EXCERPTED PASSAGE
--

Relative amount of a soluble β-casein and b soluble κ-casein in the ultracentrifugal supernatant (70,000×g/60 min) after heat treatment of concentrated skim milk of 27% total solids at different temperatures for 2 s (triangles), 6 s (diamonds), and 13 s (squares)

4 Conclusions

To conclude on the effects of heat treatment by direct steam injection on concentrated skim milk leading to heat-induced coagulation with special focus on casein micelles and whey proteins, we drew a schematic representation of the steps involved that could be derived from the analytical results. This model is shown in Fig. 10. It describes the conversion of a native, colloidally stable micelle into a dissociated form as a first step. Due to the activation energy supplied by heat, the micelle will dissociate into κ-casein-whey protein complexes and calcium-sensitive κ-casein-depleted casein micelles. These micelles are increasingly loose in structure, much larger, and stronger hydrated compared to the native structure possibly due to the cleavage of the linkage between caseins and colloidal calcium phosphate as described by Aoki et al. (1990). This massive increase in hydrodynamic radius may induce or at least facilitate κ-casein dissociation and may increase attractive forces between micelles due to a much larger calcium-sensitive “sticky” contact area depleted in κ-casein and therefore increase the rate of aggregation into large protein particles that are sedimentable. The observed effects of the increase in casein micelle size and the dissociation of κ-casein-whey protein complexes from the casein micelle surface were found to parallel each other as these effects both increased with increasing total solid content as well as heating temperature and time. Therefore, a close relationship between loosening of the internal micellar structure and protein dissociation leading to destabilization of casein micelles is likely. The effects of serum composition, pH, and volume fraction of casein micelles on the velocity of κ-casein dissociation and especially the increase in hydrodynamic radius of casein micelles need to be further addressed. Crowley et al. (2015) have shown that an increase in ionic calcium increased the rate of κ-casein dissociation.

Fig. 10

Schematic representation of the proposed model of heat-induced dissociation and coagulation of caseins and whey proteins in CSM derived from the distribution analysis of individual proteins

Most relevant in this work was the observation that heat-dissociated proteins were not found as soluble in the serum phase but rather form submicellar colloidal particles together with denatured whey protein that can be separated by ultracentrifugation. Ultracentrifugation conditions that removed all colloidal particles from milk used in literature might have underestimated the extent of dissociation of casein from the micelles during heat treatment.

In addition, we could gain new insights into the second undesired step of heat-induced coagulation which is the aggregation process leading to a redistribution of caseins into different size fractions and the formation of new structures. When a direct high heat process is applied for preservation of liquid CSM for the reduction of the environmental impact of the dairy industry by using CSM as a skim milk powder substitute, results obtained in this study will be most relevant.

--

DATA LISTING
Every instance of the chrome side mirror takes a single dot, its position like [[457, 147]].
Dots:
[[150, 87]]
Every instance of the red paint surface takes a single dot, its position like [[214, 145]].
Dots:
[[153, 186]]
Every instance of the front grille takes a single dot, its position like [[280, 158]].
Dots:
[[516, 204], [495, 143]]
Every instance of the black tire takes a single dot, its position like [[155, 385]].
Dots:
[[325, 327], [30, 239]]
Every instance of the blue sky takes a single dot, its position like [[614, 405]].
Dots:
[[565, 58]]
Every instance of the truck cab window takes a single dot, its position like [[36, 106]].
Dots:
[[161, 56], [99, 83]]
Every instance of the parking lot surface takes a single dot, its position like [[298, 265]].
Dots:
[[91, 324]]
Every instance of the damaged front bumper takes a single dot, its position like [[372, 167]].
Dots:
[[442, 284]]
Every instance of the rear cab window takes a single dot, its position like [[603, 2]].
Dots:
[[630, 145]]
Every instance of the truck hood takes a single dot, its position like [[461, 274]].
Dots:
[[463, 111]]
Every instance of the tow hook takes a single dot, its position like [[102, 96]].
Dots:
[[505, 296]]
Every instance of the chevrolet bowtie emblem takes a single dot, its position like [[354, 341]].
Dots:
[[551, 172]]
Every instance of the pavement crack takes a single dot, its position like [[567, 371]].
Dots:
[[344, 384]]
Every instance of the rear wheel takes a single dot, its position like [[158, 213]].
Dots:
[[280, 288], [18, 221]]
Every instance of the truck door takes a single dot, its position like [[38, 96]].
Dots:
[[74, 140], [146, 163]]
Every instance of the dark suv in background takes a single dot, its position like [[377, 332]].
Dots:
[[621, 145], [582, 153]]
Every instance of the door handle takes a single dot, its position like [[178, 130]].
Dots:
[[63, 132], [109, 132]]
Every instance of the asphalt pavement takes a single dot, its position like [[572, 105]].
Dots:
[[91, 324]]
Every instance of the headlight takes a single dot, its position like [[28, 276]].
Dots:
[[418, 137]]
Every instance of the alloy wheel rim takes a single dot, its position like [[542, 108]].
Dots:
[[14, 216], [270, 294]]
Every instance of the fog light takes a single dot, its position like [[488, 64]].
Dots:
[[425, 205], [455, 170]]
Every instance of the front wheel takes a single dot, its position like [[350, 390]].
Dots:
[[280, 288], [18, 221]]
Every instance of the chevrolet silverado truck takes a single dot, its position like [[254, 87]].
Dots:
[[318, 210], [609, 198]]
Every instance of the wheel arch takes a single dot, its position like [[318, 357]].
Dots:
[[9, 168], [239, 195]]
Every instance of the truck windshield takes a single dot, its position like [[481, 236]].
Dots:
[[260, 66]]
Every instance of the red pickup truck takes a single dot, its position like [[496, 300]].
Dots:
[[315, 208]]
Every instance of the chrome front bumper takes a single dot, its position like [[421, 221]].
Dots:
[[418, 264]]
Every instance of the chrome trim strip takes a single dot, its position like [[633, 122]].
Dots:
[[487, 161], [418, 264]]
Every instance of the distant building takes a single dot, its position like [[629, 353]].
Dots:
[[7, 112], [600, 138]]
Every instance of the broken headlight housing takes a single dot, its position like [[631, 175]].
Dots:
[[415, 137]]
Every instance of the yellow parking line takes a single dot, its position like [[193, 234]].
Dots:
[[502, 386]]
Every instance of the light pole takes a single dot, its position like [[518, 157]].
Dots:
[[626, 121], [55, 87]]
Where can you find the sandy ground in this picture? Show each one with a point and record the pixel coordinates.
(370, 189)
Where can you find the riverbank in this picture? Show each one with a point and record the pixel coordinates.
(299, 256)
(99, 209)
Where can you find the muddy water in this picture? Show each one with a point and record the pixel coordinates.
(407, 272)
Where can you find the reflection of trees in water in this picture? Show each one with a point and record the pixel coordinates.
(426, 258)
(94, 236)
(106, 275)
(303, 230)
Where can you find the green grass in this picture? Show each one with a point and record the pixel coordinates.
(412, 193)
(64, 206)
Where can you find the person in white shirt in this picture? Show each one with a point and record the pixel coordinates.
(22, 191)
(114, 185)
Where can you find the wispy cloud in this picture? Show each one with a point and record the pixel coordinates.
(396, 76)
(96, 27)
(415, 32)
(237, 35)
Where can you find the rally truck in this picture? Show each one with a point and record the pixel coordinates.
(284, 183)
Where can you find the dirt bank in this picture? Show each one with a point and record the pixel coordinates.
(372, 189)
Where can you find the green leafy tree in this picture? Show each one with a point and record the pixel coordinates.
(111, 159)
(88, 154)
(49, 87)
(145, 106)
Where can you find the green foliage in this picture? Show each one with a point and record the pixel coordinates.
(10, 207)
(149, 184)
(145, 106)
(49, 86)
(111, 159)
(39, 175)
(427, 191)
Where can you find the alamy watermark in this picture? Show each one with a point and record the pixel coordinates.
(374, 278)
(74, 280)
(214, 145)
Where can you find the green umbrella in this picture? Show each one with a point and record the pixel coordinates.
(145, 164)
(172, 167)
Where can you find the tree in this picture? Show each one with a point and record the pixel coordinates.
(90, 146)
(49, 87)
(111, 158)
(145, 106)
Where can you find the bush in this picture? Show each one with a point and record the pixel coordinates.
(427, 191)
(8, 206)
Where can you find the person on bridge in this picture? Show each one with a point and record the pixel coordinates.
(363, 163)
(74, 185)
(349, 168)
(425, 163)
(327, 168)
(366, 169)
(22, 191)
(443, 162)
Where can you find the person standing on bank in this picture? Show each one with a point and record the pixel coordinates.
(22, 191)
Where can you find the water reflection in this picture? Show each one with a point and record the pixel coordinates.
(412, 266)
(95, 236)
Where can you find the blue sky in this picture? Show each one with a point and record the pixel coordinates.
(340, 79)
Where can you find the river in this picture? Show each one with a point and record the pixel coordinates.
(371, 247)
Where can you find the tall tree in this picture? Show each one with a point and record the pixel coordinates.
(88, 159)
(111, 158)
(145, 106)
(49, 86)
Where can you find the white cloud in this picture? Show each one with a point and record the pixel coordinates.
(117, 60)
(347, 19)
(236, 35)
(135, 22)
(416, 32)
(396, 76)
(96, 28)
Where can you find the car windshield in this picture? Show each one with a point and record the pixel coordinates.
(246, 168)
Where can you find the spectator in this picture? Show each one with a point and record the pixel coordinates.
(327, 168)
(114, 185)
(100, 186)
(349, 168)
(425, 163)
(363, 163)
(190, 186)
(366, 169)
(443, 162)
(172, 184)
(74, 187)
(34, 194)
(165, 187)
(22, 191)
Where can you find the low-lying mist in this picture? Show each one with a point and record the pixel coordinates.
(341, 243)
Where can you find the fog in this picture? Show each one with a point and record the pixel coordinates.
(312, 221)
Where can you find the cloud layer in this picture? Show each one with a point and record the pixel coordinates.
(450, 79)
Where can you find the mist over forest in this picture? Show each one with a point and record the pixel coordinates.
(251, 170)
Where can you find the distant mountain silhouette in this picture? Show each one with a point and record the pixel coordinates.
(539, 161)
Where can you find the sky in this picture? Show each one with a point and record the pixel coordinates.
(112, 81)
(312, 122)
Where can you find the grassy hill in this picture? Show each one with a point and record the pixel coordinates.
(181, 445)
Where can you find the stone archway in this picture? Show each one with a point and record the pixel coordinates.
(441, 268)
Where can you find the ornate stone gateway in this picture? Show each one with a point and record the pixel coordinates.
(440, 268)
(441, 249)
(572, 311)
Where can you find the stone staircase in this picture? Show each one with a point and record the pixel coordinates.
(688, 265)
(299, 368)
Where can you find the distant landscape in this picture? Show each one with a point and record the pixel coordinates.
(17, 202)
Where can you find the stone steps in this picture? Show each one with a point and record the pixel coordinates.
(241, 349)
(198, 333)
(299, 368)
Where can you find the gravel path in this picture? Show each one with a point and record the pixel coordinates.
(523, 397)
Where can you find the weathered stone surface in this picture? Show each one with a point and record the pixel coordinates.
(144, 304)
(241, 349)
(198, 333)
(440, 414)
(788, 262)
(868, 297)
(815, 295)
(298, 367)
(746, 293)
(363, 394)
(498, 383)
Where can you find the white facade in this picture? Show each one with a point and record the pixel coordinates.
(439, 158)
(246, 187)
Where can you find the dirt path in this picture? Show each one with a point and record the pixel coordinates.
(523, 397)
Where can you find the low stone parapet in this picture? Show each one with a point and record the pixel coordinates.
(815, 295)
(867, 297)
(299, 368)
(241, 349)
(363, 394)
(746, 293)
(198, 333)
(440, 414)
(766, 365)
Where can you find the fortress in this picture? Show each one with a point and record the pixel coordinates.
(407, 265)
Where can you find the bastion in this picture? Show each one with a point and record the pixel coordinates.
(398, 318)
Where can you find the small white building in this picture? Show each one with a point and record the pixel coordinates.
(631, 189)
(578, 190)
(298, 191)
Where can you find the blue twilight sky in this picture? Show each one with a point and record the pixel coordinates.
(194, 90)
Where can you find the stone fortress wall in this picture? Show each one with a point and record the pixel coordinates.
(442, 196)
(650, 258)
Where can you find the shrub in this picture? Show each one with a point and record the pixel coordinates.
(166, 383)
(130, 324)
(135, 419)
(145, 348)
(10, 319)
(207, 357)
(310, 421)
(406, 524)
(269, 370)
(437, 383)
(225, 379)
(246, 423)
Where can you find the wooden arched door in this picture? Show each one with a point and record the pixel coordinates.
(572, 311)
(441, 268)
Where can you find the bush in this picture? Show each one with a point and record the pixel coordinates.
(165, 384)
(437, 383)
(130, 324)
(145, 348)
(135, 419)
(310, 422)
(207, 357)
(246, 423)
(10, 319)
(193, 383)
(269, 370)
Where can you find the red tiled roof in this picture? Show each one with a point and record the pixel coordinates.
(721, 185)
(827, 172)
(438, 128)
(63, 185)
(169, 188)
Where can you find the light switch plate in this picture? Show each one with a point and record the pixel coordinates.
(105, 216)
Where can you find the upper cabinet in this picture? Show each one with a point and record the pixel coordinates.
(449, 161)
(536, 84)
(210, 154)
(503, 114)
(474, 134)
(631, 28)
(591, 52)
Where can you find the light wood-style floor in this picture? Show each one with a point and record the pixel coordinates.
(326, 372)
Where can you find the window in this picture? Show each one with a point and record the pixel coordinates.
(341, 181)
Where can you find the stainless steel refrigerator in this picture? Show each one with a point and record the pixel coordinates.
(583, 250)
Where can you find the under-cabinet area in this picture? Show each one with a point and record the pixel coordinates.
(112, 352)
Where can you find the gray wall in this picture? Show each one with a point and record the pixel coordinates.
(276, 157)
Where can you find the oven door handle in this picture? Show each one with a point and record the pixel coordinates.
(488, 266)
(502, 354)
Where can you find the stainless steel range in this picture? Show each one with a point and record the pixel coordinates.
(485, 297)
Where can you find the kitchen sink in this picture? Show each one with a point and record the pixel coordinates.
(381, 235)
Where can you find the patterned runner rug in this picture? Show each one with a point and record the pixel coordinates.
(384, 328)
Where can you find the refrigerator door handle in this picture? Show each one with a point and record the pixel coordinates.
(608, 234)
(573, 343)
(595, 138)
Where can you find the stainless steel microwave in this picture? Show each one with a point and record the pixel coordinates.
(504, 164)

--

WHAT YOU WILL DO
**a)** Return the portion of the excerpt on heat-treated concentrated skim milk starting with "Most relevant in" and going on through "during heat treatment.".
**b)** In the excerpt on heat-treated concentrated skim milk, list every heating time given in the figure caption, each with the plot symbol it is shown by.
The rows come from a different source than the excerpt on heat-treated concentrated skim milk.

EXERCISE RESULTS
**a)**
Most relevant in this work was the observation that heat-dissociated proteins were not found as soluble in the serum phase but rather form submicellar colloidal particles together with denatured whey protein that can be separated by ultracentrifugation. Ultracentrifugation conditions that removed all colloidal particles from milk used in literature might have underestimated the extent of dissociation of casein from the micelles during heat treatment.

**b)**
2 s: triangles
6 s: diamonds
13 s: squares